Paper Info Reviews Meta-review Author Feedback Post-Rebuttal Meta-reviews

Authors

Eric Z. Chen, Chi Zhang, Xiao Chen, Yikang Liu, Terrence Chen, Shanhui Sun

Abstract

Compared with 2D MRI, 3D MRI provides superior volumetric spatial resolution and signal-to-noise ratio. However, it is more challenging to reconstruct 3D MRI images. Current methods are mainly based on convolutional neural networks (CNN) with small kernels, which are difficult to scale up to have sufficient fitting power for 3D MRI reconstruction due to the large image size and GPU memory constraint. Furthermore, MRI reconstruction is a deconvolution problem, which demands long-distance information that is difficult to capture by CNNs with small convolution kernels. The multi-layer perceptron (MLP) can model such long-distance information, but it requires a fixed input size. In this paper, we proposed Recon3DMLP, a hybrid of CNN modules with small kernels for low-frequency reconstruction and adaptive MLP (dMLP) modules with large kernels to boost the high-frequency reconstruction, for 3D MRI reconstruction. We further utilized the circular shift operation based on MRI physics such that dMLP accepts arbitrary image size and can extract global information from the entire FOV. We also propose a GPU memory efficient data fidelity module that can reduce >50% memory. We compared Recon3DMLP with other CNN-based models on a high-resolution (HR) 3D MRI dataset. Recon3DMLP improves HR 3D reconstruction and outperforms several existing CNN-based models under similar GPU memory consumption, which demonstrates that Recon3DMLP is a practical solution for HR 3D MRI reconstruction.

Link to paper

DOI: https://doi.org/10.1007/978-3-031-43999-5_19

SharedIt: https://rdcu.be/dnwwx

Link to the code repository

N/A

Link to the dataset(s)

N/A


Reviews

Review #2

  • Please describe the contribution of the paper

    In this paper, a reconstruction method is proposed for 3D MRI reconstruction to improve memory efficiency, The method, termed Recon3DMLP, uses CNN modules with small kernels along with adaptive MLP modules. Several other techniques such as efficient data fidelity are used to boost memory efficiency. Results on a high-resolution 3D MRI dataset show the effectiveness of the proposed method.

  • Please list the main strengths of the paper; you should write about a novel formulation, an original way to use data, demonstration of clinical feasibility, a novel application, a particularly strong evaluation, or anything else that is a strong aspect of this work. Please provide details, for instance, if a method is novel, explain what aspect is novel and why this is interesting.

• Supplied data:

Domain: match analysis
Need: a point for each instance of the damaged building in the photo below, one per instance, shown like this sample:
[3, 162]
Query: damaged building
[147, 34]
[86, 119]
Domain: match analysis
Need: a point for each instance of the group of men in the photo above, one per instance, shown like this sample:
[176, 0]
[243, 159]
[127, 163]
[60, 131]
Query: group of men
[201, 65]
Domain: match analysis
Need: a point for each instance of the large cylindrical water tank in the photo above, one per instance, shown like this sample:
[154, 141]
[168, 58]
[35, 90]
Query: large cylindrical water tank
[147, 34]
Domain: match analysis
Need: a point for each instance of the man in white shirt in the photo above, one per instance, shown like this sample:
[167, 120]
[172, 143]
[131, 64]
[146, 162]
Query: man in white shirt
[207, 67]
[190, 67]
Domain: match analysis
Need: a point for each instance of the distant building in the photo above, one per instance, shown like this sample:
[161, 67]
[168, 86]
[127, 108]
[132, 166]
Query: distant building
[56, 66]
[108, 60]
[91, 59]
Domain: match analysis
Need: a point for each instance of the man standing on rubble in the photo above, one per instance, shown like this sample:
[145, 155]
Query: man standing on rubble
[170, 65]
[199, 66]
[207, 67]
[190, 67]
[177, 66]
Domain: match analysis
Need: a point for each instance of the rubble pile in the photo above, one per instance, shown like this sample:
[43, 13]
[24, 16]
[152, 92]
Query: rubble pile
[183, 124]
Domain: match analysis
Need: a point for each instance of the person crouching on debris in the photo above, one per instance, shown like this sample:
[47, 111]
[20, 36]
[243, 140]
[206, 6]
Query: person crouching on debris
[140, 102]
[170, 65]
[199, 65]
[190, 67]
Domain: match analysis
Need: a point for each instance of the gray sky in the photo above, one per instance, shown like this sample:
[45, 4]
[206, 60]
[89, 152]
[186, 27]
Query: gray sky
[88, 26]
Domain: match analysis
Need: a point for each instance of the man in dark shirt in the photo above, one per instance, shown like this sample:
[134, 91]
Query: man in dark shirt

• Work request A:
According to the paper page, how much memory can the proposed data fidelity module save?
• Work request B:
From the paper page, write down the passage starting with "In this paper, a" and going on through "the proposed method.".
• Work request C:
Based on the paper page, why do current CNN-based methods with small kernels struggle with 3D MRI reconstruction?

• Task output A:
It can reduce memory by more than 50%.

• Task output B:
In this paper, a reconstruction method is proposed for 3D MRI reconstruction to improve memory efficiency, The method, termed Recon3DMLP, uses CNN modules with small kernels along with adaptive MLP modules. Several other techniques such as efficient data fidelity are used to boost memory efficiency. Results on a high-resolution 3D MRI dataset show the effectiveness of the proposed method.

• Task output C:
They are difficult to scale up to sufficient fitting power because of the large image size and the GPU memory constraint. MRI reconstruction is also a deconvolution problem that demands long-distance information, which CNNs with small convolution kernels have difficulty capturing.